## Begin Stored data

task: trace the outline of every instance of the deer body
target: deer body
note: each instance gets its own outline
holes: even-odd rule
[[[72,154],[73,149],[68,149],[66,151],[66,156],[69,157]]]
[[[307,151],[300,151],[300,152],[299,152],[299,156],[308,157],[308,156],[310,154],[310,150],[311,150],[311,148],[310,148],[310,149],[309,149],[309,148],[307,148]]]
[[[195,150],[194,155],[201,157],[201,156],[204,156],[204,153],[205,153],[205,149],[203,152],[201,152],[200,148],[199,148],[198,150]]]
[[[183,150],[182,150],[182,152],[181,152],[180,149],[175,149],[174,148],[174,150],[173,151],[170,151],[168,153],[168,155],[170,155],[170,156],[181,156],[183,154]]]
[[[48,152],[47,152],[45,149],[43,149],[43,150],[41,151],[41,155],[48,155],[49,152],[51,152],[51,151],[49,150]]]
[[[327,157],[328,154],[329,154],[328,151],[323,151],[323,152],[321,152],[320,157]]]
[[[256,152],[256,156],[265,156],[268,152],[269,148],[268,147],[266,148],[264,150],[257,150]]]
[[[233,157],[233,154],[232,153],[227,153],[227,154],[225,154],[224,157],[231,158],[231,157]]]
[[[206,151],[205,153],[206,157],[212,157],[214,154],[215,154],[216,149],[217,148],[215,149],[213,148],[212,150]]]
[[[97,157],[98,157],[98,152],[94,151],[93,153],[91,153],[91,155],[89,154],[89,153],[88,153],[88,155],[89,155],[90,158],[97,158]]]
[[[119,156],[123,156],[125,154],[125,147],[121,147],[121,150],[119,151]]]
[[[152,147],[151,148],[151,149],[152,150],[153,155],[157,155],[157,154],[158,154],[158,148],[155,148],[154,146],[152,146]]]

## End Stored data
## Begin Stored data

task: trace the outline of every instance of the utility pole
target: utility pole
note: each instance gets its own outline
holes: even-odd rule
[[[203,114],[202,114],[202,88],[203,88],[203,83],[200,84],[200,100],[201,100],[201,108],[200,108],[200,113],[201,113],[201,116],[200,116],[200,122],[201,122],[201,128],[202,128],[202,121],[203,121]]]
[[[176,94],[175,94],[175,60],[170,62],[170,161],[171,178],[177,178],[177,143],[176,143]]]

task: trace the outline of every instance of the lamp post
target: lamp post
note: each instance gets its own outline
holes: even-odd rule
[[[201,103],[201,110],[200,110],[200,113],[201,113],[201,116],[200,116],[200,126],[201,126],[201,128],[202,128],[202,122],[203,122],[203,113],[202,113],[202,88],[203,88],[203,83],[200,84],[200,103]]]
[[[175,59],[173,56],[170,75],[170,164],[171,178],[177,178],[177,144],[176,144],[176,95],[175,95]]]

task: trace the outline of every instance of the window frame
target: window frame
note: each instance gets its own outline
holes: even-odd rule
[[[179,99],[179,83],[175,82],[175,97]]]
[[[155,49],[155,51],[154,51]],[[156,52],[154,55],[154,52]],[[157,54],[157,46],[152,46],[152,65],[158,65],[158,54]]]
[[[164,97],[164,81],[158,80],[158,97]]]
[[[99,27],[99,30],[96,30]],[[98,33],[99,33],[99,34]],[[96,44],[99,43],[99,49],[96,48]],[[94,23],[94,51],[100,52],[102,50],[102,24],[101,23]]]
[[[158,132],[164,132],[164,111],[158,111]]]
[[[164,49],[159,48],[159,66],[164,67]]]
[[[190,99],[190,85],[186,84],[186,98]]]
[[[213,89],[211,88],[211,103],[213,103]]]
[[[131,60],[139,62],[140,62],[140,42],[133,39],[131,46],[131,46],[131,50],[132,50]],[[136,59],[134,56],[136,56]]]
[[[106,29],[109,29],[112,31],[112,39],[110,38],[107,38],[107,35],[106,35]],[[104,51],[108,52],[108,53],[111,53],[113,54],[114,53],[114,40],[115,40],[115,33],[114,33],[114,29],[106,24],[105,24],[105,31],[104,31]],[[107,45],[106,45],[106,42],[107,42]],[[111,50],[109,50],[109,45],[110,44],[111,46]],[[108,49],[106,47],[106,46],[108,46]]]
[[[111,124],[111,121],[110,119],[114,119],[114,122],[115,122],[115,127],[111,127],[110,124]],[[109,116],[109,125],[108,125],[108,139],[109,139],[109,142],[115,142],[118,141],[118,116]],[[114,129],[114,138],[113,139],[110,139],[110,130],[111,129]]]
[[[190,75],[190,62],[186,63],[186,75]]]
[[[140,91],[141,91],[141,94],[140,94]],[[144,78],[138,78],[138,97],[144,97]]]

## End Stored data
## Begin Stored data

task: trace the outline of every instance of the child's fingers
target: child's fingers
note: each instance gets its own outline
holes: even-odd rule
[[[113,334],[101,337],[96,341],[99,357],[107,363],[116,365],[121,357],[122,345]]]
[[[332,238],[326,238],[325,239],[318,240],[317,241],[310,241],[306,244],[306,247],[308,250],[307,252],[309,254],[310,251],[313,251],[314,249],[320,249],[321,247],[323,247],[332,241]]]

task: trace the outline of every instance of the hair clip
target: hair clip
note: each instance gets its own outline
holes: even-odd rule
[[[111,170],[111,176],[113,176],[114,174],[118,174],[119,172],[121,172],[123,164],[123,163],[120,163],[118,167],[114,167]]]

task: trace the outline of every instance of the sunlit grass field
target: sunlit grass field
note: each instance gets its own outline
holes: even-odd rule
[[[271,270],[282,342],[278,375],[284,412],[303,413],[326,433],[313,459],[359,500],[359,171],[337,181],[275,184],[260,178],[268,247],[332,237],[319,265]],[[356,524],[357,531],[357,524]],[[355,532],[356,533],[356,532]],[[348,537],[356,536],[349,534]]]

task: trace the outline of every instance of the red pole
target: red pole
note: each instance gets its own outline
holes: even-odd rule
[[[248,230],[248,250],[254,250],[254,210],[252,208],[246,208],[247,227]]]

## End Stored data

List every line of the records above that contains the word "field", copying each line in full.

Task response ▸
task: trace the outline of every instance of the sunlit grass field
target: sunlit grass field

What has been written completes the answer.